- EXERCISE:
Each line below should be quoted exactly, please.

- ENTRIES SUPPLIED:
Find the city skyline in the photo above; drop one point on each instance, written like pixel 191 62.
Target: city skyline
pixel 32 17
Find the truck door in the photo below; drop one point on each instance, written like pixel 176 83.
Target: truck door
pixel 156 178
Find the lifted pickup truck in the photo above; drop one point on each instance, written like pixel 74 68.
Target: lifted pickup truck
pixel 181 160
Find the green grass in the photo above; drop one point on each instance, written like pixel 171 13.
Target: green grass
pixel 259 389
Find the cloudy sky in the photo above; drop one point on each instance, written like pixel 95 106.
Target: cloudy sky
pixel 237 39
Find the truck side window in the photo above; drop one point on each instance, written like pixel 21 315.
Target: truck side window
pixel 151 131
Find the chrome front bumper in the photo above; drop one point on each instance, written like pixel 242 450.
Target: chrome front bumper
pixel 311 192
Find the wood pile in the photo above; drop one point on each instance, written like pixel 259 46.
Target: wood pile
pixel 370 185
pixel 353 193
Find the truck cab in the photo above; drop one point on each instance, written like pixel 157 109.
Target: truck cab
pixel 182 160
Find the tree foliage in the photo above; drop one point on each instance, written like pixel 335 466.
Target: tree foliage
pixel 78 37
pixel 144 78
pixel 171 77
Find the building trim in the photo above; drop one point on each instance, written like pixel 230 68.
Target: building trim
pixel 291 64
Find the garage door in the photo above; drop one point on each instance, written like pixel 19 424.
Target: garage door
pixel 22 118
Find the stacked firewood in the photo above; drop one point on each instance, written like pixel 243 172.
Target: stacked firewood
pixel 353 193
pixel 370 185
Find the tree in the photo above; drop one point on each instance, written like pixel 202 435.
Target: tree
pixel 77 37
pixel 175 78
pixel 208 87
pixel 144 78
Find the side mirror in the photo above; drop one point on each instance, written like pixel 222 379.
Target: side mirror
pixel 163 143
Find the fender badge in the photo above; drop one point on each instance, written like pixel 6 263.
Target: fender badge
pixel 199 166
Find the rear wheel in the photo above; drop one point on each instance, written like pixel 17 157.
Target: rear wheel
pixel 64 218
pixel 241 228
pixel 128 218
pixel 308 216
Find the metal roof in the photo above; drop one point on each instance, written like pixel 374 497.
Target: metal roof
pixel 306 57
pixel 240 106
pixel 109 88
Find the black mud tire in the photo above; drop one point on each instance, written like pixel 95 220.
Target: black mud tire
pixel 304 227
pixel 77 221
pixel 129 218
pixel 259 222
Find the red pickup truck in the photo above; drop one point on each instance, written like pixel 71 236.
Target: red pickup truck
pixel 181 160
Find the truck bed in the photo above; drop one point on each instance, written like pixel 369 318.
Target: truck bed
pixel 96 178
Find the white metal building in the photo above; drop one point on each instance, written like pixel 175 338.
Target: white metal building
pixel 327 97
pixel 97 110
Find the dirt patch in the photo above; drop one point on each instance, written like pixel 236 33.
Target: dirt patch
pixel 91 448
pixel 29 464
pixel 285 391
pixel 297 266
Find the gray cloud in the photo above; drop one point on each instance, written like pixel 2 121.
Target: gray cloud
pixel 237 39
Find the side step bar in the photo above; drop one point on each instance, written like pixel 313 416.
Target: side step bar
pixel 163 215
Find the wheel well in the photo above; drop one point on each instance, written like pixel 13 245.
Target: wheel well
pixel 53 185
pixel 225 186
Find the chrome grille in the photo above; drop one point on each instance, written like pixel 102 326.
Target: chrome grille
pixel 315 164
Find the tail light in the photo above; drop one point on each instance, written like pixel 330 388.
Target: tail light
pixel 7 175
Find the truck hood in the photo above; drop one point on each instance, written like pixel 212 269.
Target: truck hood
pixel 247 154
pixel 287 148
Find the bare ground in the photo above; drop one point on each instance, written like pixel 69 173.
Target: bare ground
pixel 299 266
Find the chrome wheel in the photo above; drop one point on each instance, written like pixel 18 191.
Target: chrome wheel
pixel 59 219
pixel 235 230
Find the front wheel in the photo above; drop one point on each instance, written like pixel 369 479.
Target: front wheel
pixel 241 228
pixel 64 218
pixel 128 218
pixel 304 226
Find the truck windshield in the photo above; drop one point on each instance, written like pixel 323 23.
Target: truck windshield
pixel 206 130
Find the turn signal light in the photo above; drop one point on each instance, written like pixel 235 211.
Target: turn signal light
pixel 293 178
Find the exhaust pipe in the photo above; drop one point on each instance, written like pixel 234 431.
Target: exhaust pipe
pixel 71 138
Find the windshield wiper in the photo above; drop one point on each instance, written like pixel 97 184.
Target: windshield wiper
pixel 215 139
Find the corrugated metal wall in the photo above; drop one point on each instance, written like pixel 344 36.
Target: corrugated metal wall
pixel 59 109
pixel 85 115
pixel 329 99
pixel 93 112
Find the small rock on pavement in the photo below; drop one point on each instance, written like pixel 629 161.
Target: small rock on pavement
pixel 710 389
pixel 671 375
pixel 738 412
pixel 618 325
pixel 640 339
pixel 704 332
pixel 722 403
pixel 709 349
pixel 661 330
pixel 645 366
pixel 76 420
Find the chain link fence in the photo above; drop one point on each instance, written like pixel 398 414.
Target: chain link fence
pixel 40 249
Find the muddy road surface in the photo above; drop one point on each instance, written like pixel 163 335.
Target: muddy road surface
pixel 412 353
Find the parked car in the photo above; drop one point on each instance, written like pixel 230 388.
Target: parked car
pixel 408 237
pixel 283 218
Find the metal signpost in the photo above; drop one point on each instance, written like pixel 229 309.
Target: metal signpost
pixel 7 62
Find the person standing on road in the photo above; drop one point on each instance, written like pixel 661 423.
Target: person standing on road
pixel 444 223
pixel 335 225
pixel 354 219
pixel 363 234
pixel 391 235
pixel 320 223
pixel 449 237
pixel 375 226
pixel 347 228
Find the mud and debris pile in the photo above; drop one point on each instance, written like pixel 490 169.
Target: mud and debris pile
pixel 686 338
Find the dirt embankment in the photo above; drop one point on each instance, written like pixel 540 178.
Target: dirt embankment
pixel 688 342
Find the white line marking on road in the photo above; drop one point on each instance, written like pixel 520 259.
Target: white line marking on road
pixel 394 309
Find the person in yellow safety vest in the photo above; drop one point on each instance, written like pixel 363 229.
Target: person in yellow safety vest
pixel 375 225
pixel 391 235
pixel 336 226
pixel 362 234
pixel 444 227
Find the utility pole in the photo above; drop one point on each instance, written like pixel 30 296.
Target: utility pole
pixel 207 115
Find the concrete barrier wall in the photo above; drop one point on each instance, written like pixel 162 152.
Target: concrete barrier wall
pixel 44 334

- TASK RESPONSE:
Find the city skyline in the photo above; drop one point on each instance, written like pixel 191 62.
Target: city skyline
pixel 32 17
Find the truck door in the photo below; drop one point on each instance, written like pixel 176 83.
Target: truck door
pixel 156 178
Find the lifted pickup truck in the photo above; drop one point on each instance, written like pixel 74 68.
Target: lifted pickup truck
pixel 181 160
Find the green grass in the photo above; drop one point on each instance, written like pixel 171 13.
Target: green grass
pixel 259 389
Find the cloudy sky in the photo above; drop one point on each instance, written like pixel 95 106.
Target: cloudy sky
pixel 237 39
Find the truck side window in the photo above; drop one point on each instance, written like pixel 21 315.
Target: truck side window
pixel 151 131
Find the chrome front bumper in the photo above; drop one point on each instance, written like pixel 242 450.
Target: chrome front bumper
pixel 311 192
Find the wood pile in the photo above; drop one point on each instance, written like pixel 259 46.
Target: wood pile
pixel 370 185
pixel 353 193
Find the truck cab in the photo above; drop one point on each instance, written like pixel 157 109.
Target: truck cab
pixel 182 160
Find the tree foliage in the photo above; drop one point on each instance, written like pixel 335 466.
Target: tree foliage
pixel 78 37
pixel 144 78
pixel 171 77
Find the building trim in the photo above; drop one point on each instance, written like pixel 230 68.
Target: building trim
pixel 291 64
Find the garage door in the photo above; drop one point on each instance, written like pixel 19 424.
Target: garage door
pixel 22 118
Find the stacked firewood in the photo above; drop one point on each instance, written like pixel 243 172.
Target: stacked firewood
pixel 353 193
pixel 370 185
Find the tree in the photo above; drop one point on each instance, written like pixel 202 435.
Target: tree
pixel 77 37
pixel 175 78
pixel 208 87
pixel 144 78
Find the side mirror in the photo above; drop one point on each instance, written like pixel 222 379.
Target: side mirror
pixel 163 143
Find the fender badge in the photo above; drop one point on each instance, written like pixel 6 263.
Target: fender badge
pixel 199 166
Find the rear wheel in the photo above; drop one point on each instance, written like pixel 17 157.
Target: rear wheel
pixel 64 218
pixel 241 228
pixel 128 218
pixel 308 216
Find the metal roof in the photo above; drop one point on each instance, written like pixel 374 497.
Target: metal roof
pixel 306 57
pixel 240 106
pixel 109 88
Find the black mud tire in the photo above; drop one point on each instance, written like pixel 95 220.
Target: black mud tire
pixel 304 227
pixel 77 221
pixel 129 218
pixel 259 222
Find the red pickup truck in the photo above; drop one point on each instance, written like pixel 71 236.
Target: red pickup truck
pixel 181 160
Find the truck bed in the photo above; drop one point on each instance, written like pixel 369 318.
Target: truck bed
pixel 96 178
Find the white metal building in the photo above; drop one point on each instance, written like pixel 175 338.
Target: white metal building
pixel 327 97
pixel 97 110
Find the dirt patch in the photo above; drop one point on each instance, written like pixel 236 33.
Target: dirt patch
pixel 91 448
pixel 29 464
pixel 285 391
pixel 297 266
Find the gray cloud in the photo above; drop one point on each instance, written like pixel 2 121.
Target: gray cloud
pixel 237 39
Find the side step bar in the photo above; drop one point on each instance, written like pixel 313 416.
Target: side step bar
pixel 163 215
Find the wheel well in the photo above; drop one point on each instance, written like pixel 13 245.
Target: wheel well
pixel 53 185
pixel 225 186
Find the chrome grille in the photo above; drop one point on each instance, written like pixel 102 326.
Target: chrome grille
pixel 315 164
Find the tail light in the photo above; drop one point on each instance, written like pixel 330 388.
Target: tail light
pixel 7 175
Find the truck hood in the photo above; drop one point on each instance, written like pixel 212 269.
Target: truck hood
pixel 247 154
pixel 287 148
Find the bare ground in the photo above; drop one point on each instance, written like pixel 69 173.
Target: bare ground
pixel 299 266
Find the chrome wheel in the photo above; drop one point on each instance, written like pixel 18 191.
Target: chrome wheel
pixel 59 219
pixel 235 230
Find the front wheel in the photo above; drop one point on each instance, written like pixel 369 479.
Target: front wheel
pixel 241 228
pixel 64 218
pixel 128 218
pixel 304 226
Find the truck windshield in the photo above; drop one point on each instance, written like pixel 323 23.
Target: truck windshield
pixel 206 130
Find the turn signal light in the photo above; drop one point on each instance, written like pixel 235 211.
Target: turn signal light
pixel 293 178
Find the exhaust pipe in the photo above; drop one point on each instance, written like pixel 234 431.
Target: exhaust pipe
pixel 71 138
Find the windshield wiper in the photo above; drop one point on each instance, written like pixel 97 184.
Target: windshield wiper
pixel 215 139
Find the corrugated metal wall in the photo above; drop one point on each instance, written like pixel 344 36.
Target: corrugated metal wall
pixel 59 109
pixel 85 115
pixel 329 99
pixel 93 112
Find the small rock on pavement in the photo below; drop one point on each instance, written like pixel 629 161.
Target: small rock on pavement
pixel 710 389
pixel 671 375
pixel 738 412
pixel 618 325
pixel 640 339
pixel 704 332
pixel 722 403
pixel 709 349
pixel 661 330
pixel 645 366
pixel 76 420
Find the chain link fence in the photo above; drop one point on each instance, written like pixel 398 414.
Target: chain link fence
pixel 40 249
Find the muddy road surface in the photo above; drop one point on each instance, written like pixel 163 335.
Target: muddy road surface
pixel 412 353
Find the parked car in the photo above; drop one point on each instance, written like pixel 230 388.
Target: parked car
pixel 408 237
pixel 283 218
Find the metal signpost in the photo above; drop one point on each instance, written like pixel 229 309.
Target: metal signpost
pixel 7 62
Find the person standing on road in the photo above; drop one point on each instance, written like pixel 661 423.
Target: person standing on road
pixel 444 223
pixel 335 225
pixel 354 219
pixel 363 234
pixel 391 235
pixel 320 223
pixel 449 237
pixel 375 226
pixel 347 228
Find the mud and debris pile in the photo above; drop one point on each instance, written like pixel 490 169.
Target: mud and debris pile
pixel 686 338
Find the dirt embankment in the photo above; drop one point on each instance, written like pixel 540 178.
Target: dirt embankment
pixel 688 342
Find the white line marking on road in the photo above; drop one point on each instance, written like pixel 520 259.
Target: white line marking on road
pixel 394 309
Find the person in yellow safety vest in the photo above; drop one point on each instance, written like pixel 363 229.
Target: person in yellow safety vest
pixel 375 225
pixel 391 235
pixel 336 226
pixel 362 234
pixel 444 227
Find the utility pole in the photo above; drop one point on each instance, written like pixel 30 296.
Target: utility pole
pixel 207 115
Find the concrete barrier wall in the photo above; drop one point on each instance, written like pixel 162 152.
Target: concrete barrier wall
pixel 44 334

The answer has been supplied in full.